Begin

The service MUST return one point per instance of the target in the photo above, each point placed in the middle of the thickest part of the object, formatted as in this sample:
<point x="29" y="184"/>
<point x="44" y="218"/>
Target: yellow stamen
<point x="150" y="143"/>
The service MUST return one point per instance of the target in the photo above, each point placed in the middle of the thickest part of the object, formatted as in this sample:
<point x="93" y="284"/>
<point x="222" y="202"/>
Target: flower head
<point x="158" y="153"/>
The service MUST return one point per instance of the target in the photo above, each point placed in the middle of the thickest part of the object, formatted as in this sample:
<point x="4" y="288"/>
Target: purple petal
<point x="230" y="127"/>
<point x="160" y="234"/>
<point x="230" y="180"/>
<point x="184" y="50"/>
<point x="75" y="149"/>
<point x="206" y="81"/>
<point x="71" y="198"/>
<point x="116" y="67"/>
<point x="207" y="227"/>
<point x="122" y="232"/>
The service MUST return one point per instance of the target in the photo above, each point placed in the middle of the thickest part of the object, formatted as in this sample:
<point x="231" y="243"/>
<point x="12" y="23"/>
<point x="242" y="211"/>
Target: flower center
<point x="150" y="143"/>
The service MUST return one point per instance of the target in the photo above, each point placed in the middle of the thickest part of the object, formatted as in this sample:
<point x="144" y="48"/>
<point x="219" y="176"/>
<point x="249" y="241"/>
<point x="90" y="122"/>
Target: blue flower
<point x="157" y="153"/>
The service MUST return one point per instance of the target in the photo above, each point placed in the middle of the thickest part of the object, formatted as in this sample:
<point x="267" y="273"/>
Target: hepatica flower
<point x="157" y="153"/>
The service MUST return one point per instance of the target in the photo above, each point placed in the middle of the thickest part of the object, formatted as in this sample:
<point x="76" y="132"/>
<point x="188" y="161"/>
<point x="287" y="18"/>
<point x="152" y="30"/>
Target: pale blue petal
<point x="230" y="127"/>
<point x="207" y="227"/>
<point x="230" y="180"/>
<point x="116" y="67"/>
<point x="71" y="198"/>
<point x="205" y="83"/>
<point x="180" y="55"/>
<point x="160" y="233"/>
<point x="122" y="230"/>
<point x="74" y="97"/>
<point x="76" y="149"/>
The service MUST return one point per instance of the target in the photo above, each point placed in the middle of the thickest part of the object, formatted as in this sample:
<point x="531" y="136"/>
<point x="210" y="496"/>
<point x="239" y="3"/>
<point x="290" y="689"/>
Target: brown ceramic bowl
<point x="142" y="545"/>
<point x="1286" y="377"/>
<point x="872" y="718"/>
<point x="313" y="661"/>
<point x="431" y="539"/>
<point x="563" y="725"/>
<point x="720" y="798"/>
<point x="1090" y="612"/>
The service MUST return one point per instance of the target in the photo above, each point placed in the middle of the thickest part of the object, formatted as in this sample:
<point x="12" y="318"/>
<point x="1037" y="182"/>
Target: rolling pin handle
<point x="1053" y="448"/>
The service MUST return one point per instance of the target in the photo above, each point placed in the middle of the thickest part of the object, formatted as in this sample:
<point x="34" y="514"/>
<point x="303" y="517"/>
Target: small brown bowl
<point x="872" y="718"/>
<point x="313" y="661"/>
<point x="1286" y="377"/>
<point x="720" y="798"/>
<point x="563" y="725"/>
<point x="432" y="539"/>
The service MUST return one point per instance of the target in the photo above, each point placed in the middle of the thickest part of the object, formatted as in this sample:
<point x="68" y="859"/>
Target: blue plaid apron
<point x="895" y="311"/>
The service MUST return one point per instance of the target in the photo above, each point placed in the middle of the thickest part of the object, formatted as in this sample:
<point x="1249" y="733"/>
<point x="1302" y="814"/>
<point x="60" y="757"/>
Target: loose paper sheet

End

* [WORK INSTRUCTIONS]: Please quote the records above exactly, without skipping a line.

* [RESPONSE TO THE TASK]:
The service MUST return one point per instance of the target in the photo above, each point placed in the middle of the thickest part of the object, formatted as in this sample:
<point x="29" y="184"/>
<point x="44" y="218"/>
Target: yellow stamen
<point x="150" y="143"/>
The service MUST return one point per instance of the target in the photo above, each point placed in the middle of the thickest part of the object, formatted as in this sample:
<point x="93" y="284"/>
<point x="222" y="202"/>
Target: flower head
<point x="158" y="153"/>
The service MUST return one point per instance of the target in the photo above, each point placed in the middle of the thickest part of the object, formatted as in this sample:
<point x="4" y="288"/>
Target: purple petal
<point x="230" y="127"/>
<point x="160" y="234"/>
<point x="230" y="180"/>
<point x="184" y="50"/>
<point x="75" y="149"/>
<point x="206" y="81"/>
<point x="71" y="198"/>
<point x="116" y="67"/>
<point x="207" y="227"/>
<point x="122" y="232"/>
The service MUST return one point per instance of the target in the photo above, each point placed in the middle of the thickest part of the object, formatted as in this sample:
<point x="231" y="243"/>
<point x="12" y="23"/>
<point x="242" y="211"/>
Target: flower center
<point x="150" y="143"/>
The service MUST return one point per instance of the target in the photo above, each point placed in the middle of the thickest part of the object, formatted as in this sample:
<point x="144" y="48"/>
<point x="219" y="176"/>
<point x="249" y="241"/>
<point x="90" y="122"/>
Target: blue flower
<point x="157" y="153"/>
The service MUST return one point per instance of the target in the photo above, each point placed in the middle of the thickest part of the object, formatted as in this sample:
<point x="267" y="273"/>
Target: hepatica flower
<point x="157" y="153"/>
The service MUST return one point per instance of the target in the photo above, each point placed in the middle of the thickest part of the object, formatted as in this sample:
<point x="76" y="132"/>
<point x="188" y="161"/>
<point x="287" y="18"/>
<point x="152" y="30"/>
Target: pale blue petal
<point x="230" y="127"/>
<point x="207" y="227"/>
<point x="230" y="180"/>
<point x="116" y="67"/>
<point x="71" y="198"/>
<point x="205" y="83"/>
<point x="180" y="55"/>
<point x="160" y="233"/>
<point x="122" y="230"/>
<point x="74" y="97"/>
<point x="76" y="149"/>
The service MUST return one point per instance of the target in the photo above, each point placed in the middle of the thickest part of the object, formatted as in this sample:
<point x="531" y="136"/>
<point x="210" y="496"/>
<point x="239" y="3"/>
<point x="290" y="689"/>
Target: brown ceramic bowl
<point x="142" y="545"/>
<point x="1286" y="377"/>
<point x="872" y="718"/>
<point x="313" y="661"/>
<point x="431" y="539"/>
<point x="563" y="725"/>
<point x="720" y="798"/>
<point x="1090" y="612"/>
The service MUST return one point per instance of the target in the photo above, each point placed in the middle of the thickest part of the object, formatted as in this sample:
<point x="12" y="318"/>
<point x="1037" y="182"/>
Target: rolling pin handle
<point x="1053" y="448"/>
The service MUST return one point per instance of the target in the photo above, each point placed in the middle of the thickest part of the object, formatted as in this sample:
<point x="34" y="514"/>
<point x="303" y="517"/>
Target: small brown bowl
<point x="872" y="718"/>
<point x="313" y="661"/>
<point x="1286" y="377"/>
<point x="720" y="798"/>
<point x="563" y="725"/>
<point x="432" y="539"/>
The service MUST return one point per instance of the target in the photo above, each point placed in the middle of the thickest part of the object, formatted as in this sample:
<point x="68" y="859"/>
Target: blue plaid apron
<point x="895" y="311"/>
The service MUST return one point per instance of the target in the photo above, each point placed in the middle of the thickest part of the object, formatted as in this sample:
<point x="1249" y="733"/>
<point x="1302" y="814"/>
<point x="60" y="757"/>
Target: loose paper sheet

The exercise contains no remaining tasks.